Source passage ▸
================================
Storage pools rebalancing PG counts

classic Classic list List threaded Threaded
4 messages Options
Reply | Threaded
Open this post in threaded view
|

Storage pools rebalancing PG counts

rdowell
This post was updated on .
Someone on our QA team recently noticed that in a Ceph cluster that had been imported into VSM, pools created outside of VSM (manually created with the Ceph CLI) were having their PG and PGP counts altered unexpectedly.  In our install scenario we can't have this happen, as our PM has stated that we don't want PG counts on storage pools to be altered without user input.

After some digging I found that it was occurring in this function:

source/vsm/vsm/agent/manager.py:AgentManager:update_pg_and_pgp()

    def update_pg_and_pgp(self, context):
        LOG.info("Updating pg_num and pg_placement_num for pools")
        db_pools = db.pool_get_all(context)
        for pool in db_pools:
            # storage_group = db.storage_group_get_by_rule_id(context, \
            #                                         pool['crush_ruleset'])
            # if storage_group:
            crushmap = self.get_crushmap_json_format()
            osd_num_per_group = crushmap.osd_count_by_rule_id( pool['crush_ruleset'])
            #reset pgs
            max_pg_num_per_osd = pool['max_pg_num_per_osd']
            if not max_pg_num_per_osd:
                settings = db.vsm_settings_get_all(context)
                for setting in settings:
                    if setting['name'] == 'pg_count_factor':
                         max_pg_num_per_osd = int(setting['value'])
            auto_growth_pg = pool['auto_growth_pg']
            if auto_growth_pg:
                max_pg_num_finally = auto_growth_pg
            else:
                size = pool['size']
                if pool['size'] == 0:
                    pool_default_size = db.vsm_settings_get_by_name(context,'osd_pool_default_size')
                    size = int(pool_default_size.value)
                max_pg_num_finally = max_pg_num_per_osd * osd_num_per_group//size
            if max_pg_num_finally > pool['pg_num']:
                pg_num = max_pg_num_finally#self._compute_pg_num(context, osd_num_per_group, pool['size'])
                LOG.info("pool['crush_ruleset'] id %s has %s osds" % (pool['crush_ruleset'], osd_num_per_group))
================================
Stated problem ▸ Continue the forum thread about storage pools changing their PG counts, starting right after its last line. The items after this thread are separate material and aren't part of it.
================================
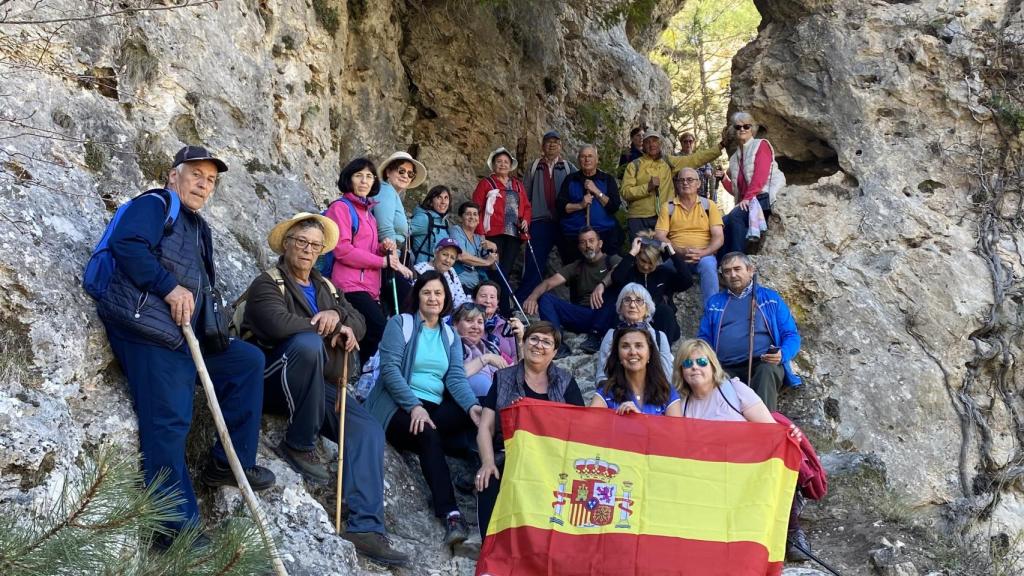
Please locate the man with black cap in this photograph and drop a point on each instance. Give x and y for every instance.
(164, 264)
(543, 180)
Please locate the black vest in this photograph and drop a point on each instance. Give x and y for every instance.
(147, 316)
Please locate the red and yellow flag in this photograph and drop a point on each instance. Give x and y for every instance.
(588, 492)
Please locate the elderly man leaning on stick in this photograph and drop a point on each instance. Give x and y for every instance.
(164, 264)
(305, 327)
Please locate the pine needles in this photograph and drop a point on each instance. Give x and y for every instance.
(104, 525)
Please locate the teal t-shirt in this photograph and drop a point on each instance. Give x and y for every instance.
(429, 366)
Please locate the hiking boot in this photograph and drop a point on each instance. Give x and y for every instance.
(161, 542)
(306, 463)
(563, 352)
(796, 543)
(377, 547)
(215, 475)
(456, 530)
(592, 343)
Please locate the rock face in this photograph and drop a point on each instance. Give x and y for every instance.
(903, 264)
(286, 92)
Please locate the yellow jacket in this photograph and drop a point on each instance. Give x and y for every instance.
(643, 203)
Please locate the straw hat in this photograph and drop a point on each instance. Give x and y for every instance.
(421, 170)
(502, 150)
(276, 237)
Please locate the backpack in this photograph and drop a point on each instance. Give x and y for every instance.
(371, 370)
(325, 263)
(235, 326)
(811, 479)
(99, 269)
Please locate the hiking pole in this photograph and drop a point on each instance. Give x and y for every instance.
(339, 406)
(540, 271)
(511, 293)
(815, 559)
(232, 458)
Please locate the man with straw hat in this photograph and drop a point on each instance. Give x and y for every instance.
(163, 265)
(305, 327)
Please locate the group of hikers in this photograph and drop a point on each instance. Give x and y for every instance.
(426, 307)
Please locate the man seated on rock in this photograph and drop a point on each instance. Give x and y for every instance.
(589, 198)
(762, 361)
(588, 313)
(693, 225)
(156, 288)
(647, 181)
(304, 327)
(445, 255)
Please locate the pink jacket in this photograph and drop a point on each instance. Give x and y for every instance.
(357, 261)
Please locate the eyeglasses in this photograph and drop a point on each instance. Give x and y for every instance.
(701, 362)
(302, 244)
(540, 342)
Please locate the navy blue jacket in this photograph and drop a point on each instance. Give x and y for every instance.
(601, 217)
(150, 264)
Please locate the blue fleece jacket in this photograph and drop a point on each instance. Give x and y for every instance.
(392, 391)
(781, 326)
================================
Answer to the task ▸
                if osd_num_per_group > 64:
                    osd_num_per_group = 64
                    LOG.info("osd_num_per_group > 64, use osd_num_per_group=64")
                step_max_pg_num = osd_num_per_group * 32
                max_pg_num = step_max_pg_num + pool['pg_num']
                if pg_num > max_pg_num_finally:
                    pgp_num = pg_num = max_pg_num_finally
                    self.set_pool_pg_pgp_num(context, pool['name'], pg_num, pgp_num)
                elif pg_num > max_pg_num:
                    pgp_num = pg_num = max_pg_num
                    self.set_pool_pg_pgp_num(context, pool['name'], pg_num, pgp_num)
                elif pg_num > pool['pg_num']:
                    pgp_num = pg_num
                    self.set_pool_pg_pgp_num(context, pool['name'], pg_num, pgp_num)
                else:
                    continue
                ...
                ...

I tried modifying our local copy of VSM to disable this function, but then found a new issue.  With this function disabled, storage pools created in the VSM GUI were always being created with a PG count of 64, regardless of what the user selected in the pool creation dialog.  After more digging I found the cause here:

 source/vsm/vsm/api/v1/storage_pool.py:StoragePoolController:create()

    def create(self, req, body=None):
        """Create a storage pool."""
        LOG.info(body)
        ...
        ...
        is_ec_pool = pool_dict.get('ecProfileId')
        if is_ec_pool:
            #erasure code pool 
            body_info = {'name': name,
                        'cluster_id':cluster_id,
                        'storage_group_id':storage_group_id,
                        'storage_group_name':storage_group_name,
                        'ec_profile_id':pool_dict['ecProfileId'],
                        'ec_ruleset_root':storage_group['name'],
                        'ec_failure_domain':pool_dict['ecFailureDomain'],
                        'created_by':created_by,
                        'tag':tag}
             
        else:
            #replicated pool 
            crush_ruleset = rule_id#self.conductor_api.get_ruleset_id(context, storage_group_id)
            if crush_ruleset < 0:
                msg = _('crush_ruleset must be a non-negative integer value')
                raise exc.HTTPBadRequest(explanation=msg)

            #size = pool_dict['replicationFactor']
            #replica_storage_group_id = pool_dict['replicatedStorageGroupId']
            #try:
            #     size = int(str(size))
            #     if size < 1:
            #         msg = _('size must be > 1')
            #         raise exc.HTTPBadRequest(explanation=msg)
            #
            #     host_num = self.conductor_api.count_hosts_by_storage_group_id(context, storage_group_id)
            #     LOG.info("storage_group_id:%s,host_num:%s", storage_group_id, host_num)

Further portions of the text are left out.